Un miracolo «politico»
Il nuovo libro sui patroni rilegge gli eventi del 1438 L’intervento di Faustino e Giovita contro i milanesi «sacralizzò» la fedeltà di Brescia verso la Serenissima
Santi patroni, ma soprattutto santi patrioti. Strana ma non singolare parabola quella di Faustino e Giovita, venerati per la loro incrollabile fede cristiana — a cui erano stati avviati da un altro santo protettore di Brescia, Apollonio — che li portò a sopportare inenarrabili tormenti pur di non abiurare di fronte all’imperatore Adriano (non ancora canonizzato da Marguerite Yourcenar).
Il loro ruolo e la loro immagine è diventata strada facendo sempre più bellicosa e guerresca, fino alla fatidica notte del 13 dicembre 1438 quando un magma luminoso sotto forma di duplice guerriero si oppose ai colpi di bombarda dei milanesi guidati dal Piccinino, fiaccandone il morale e inducendo i meneghini a togliere l’assedio a Brescia che durava da mesi.
Già, ma fu vero miracolo? La disputa, dal secolo dei lumi in poi, ha appassionato gli storici e promette di riaccendersi con il nuovo libro curato da Nicolangelo D’Acunto per Morcelliana: «Anatomia di un miracolo. I santi Faustino e Giovita all’assedio di Brescia (13 dicembre 1438)» che riunisce gli atti del convegno organizzato dall’Università Cattolica due anni fa nell’ambito delle celebrazioni promosse dalla Confraternita intitolata ai due patroni della città.

§ VOCI ESTRATTE
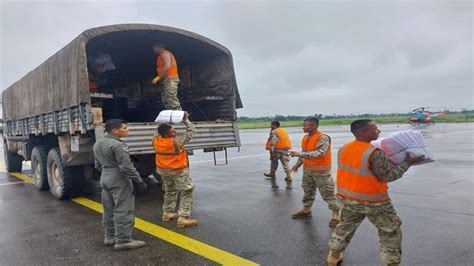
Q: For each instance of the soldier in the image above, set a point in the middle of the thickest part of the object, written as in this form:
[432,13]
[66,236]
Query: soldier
[167,72]
[173,166]
[278,144]
[316,160]
[117,174]
[362,176]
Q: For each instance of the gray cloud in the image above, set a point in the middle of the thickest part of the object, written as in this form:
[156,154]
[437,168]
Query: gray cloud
[290,57]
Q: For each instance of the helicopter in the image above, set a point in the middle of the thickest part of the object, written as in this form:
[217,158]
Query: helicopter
[423,115]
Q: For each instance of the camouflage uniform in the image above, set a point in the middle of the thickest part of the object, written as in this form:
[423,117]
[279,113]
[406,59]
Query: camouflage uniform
[169,94]
[317,180]
[278,155]
[117,173]
[179,181]
[380,214]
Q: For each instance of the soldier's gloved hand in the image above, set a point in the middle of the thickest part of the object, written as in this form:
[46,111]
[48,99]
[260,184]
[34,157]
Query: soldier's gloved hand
[141,187]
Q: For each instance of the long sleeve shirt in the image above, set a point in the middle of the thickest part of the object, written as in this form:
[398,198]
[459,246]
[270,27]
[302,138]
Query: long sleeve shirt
[322,147]
[111,152]
[185,137]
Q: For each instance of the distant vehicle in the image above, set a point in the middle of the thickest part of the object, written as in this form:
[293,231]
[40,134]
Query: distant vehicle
[53,116]
[423,115]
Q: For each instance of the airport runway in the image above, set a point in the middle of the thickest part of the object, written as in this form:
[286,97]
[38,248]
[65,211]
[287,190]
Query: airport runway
[246,218]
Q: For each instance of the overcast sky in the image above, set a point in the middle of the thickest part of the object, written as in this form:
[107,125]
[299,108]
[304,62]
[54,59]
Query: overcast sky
[290,57]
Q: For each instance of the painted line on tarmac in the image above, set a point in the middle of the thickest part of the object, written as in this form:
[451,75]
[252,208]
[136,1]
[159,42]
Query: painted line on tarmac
[231,158]
[12,183]
[202,249]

§ LAVORO DA SVOLGERE
Le affermazioni seguenti concordano con l’articolo sul miracolo del 1438? Per ciascuna rispondi sì o no e cita alla lettera le parole del testo che lo stabiliscono.
(a) Quando intervennero i due guerrieri luminosi, l’assedio dei milanesi a Brescia durava da mesi.
(b) Faustino e Giovita furono avviati alla fede cristiana da Apollonio.
(c) Il convegno di cui il libro riunisce gli atti fu organizzato dalla Confraternita dei due patroni.

§ IN RISPOSTA
(a) Sì: «inducendo i meneghini a togliere l’assedio a Brescia che durava da mesi».
(b) Sì: «a cui erano stati avviati da un altro santo protettore di Brescia, Apollonio».
(c) No: «organizzato dall’Università Cattolica due anni fa nell’ambito delle celebrazioni promosse dalla Confraternita intitolata ai due patroni della città».